■ **EXERCISE PASSAGE**
+++++
AI-Designed threats and Biosecurity: A Growing Concern
A recent study has highlighted a potential vulnerability in current biosecurity measures: artificially intelligent (AI) systems can design perilous DNA sequences that may evade detection. The research demonstrates AI’s ability too identify and exploit weaknesses in systems designed to prevent the creation of biological weapons, raising concerns among scientists.
“My overall reaction was favorable,” says arturo Casadevall, a microbiologist and immunologist at Johns Hopkins University. “Here we have a system in which we are identifying vulnerabilities. And what you’re seeing is an attempt to correct the known vulnerabilities.” However, Casadevall cautions, “what vulnerabilities don’t we know about that will require future corrections?”
The study did not involve laboratory creation of the AI-designed proteins to verify if they would function as intended, mimicking the activity of biological threats. Casadevall emphasizes the importance of such “reality checks” as society confronts this emerging threat, acknowledging the potential complications posed by international treaties prohibiting biological weapons development.
+++++
■ **PROMPT A**
Copy the biosecurity article word for word, from "The study did" to "biological weapons development.".
■ **PROMPT B**
In the biosecurity article above:
(i) What kind of DNA sequences can AI systems design, according to the study?
(ii) At which university does the quoted microbiologist and immunologist work?
(iii) What step did the study not include to check whether the AI-designed proteins would work as intended?

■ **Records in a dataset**
+++++
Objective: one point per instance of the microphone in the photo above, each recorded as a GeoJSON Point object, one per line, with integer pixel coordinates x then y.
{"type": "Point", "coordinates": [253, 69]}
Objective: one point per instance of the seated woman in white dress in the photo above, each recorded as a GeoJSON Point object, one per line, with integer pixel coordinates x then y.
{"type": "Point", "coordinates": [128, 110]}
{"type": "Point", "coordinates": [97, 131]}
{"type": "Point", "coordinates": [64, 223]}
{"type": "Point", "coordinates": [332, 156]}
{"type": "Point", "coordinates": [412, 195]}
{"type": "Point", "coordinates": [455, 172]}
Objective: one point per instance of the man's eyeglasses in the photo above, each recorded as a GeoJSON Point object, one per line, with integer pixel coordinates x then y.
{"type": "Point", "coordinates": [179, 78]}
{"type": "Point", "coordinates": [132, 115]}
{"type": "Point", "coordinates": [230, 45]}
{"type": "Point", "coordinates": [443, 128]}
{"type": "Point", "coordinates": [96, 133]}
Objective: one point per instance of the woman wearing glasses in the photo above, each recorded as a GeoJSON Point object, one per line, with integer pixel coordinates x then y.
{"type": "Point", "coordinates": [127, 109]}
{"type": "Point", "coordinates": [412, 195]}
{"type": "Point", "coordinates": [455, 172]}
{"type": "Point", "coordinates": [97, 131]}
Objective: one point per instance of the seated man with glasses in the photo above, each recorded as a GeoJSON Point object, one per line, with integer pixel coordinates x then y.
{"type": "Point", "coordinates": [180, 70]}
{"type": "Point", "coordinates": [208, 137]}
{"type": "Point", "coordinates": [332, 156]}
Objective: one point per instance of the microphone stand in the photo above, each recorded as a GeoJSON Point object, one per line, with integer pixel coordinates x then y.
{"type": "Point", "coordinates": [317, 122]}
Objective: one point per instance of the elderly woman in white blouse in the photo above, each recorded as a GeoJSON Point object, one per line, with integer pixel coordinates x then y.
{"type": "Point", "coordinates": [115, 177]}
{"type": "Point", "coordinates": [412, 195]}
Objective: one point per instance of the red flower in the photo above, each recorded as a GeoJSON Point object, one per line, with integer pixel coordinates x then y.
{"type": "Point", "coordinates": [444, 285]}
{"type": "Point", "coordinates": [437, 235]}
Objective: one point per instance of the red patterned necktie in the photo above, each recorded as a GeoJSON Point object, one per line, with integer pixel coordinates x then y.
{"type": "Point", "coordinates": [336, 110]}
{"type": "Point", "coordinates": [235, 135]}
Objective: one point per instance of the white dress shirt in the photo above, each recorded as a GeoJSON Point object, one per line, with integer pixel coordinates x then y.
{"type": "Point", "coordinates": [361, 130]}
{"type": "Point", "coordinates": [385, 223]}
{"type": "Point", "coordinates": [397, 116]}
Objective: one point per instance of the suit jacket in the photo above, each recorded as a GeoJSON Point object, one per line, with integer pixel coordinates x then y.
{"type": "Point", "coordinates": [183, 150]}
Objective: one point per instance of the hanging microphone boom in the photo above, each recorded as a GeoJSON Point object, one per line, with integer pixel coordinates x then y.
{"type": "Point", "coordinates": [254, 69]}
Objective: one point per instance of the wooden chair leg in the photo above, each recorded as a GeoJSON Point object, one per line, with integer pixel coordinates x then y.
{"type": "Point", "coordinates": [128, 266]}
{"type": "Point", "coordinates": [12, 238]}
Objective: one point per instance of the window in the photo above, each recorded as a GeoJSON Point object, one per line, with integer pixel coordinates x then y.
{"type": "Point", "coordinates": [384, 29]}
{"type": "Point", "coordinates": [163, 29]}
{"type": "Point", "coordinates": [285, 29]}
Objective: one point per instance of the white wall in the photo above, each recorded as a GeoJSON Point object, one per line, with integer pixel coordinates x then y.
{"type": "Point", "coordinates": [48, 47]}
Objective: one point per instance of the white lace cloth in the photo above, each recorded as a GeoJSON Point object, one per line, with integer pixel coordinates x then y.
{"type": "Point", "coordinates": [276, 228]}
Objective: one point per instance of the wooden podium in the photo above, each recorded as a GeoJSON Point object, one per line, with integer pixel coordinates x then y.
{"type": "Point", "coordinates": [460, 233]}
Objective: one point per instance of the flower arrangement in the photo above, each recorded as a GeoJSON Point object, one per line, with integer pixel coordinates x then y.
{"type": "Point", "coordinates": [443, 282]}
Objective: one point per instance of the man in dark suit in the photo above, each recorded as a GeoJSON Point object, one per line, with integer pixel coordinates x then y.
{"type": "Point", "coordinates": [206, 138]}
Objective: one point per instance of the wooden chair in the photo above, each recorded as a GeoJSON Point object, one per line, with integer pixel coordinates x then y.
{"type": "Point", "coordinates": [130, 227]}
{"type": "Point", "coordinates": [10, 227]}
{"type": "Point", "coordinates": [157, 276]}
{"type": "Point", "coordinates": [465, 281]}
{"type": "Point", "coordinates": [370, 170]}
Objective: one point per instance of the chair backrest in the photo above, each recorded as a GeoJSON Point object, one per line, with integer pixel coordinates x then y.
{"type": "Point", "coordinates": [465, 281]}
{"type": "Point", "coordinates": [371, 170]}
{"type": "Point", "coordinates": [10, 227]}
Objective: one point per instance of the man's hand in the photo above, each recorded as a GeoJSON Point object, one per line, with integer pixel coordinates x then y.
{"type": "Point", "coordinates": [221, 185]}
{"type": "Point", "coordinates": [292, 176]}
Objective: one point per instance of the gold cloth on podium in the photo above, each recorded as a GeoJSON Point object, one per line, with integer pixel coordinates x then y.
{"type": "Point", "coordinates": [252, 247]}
+++++
■ **TASK RESPONSE A**
The study did not involve laboratory creation of the AI-designed proteins to verify if they would function as intended, mimicking the activity of biological threats. Casadevall emphasizes the importance of such “reality checks” as society confronts this emerging threat, acknowledging the potential complications posed by international treaties prohibiting biological weapons development.

■ **TASK RESPONSE B**
(i) Perilous DNA sequences that may evade detection.
(ii) Johns Hopkins University.
(iii) Creating the AI-designed proteins in a laboratory.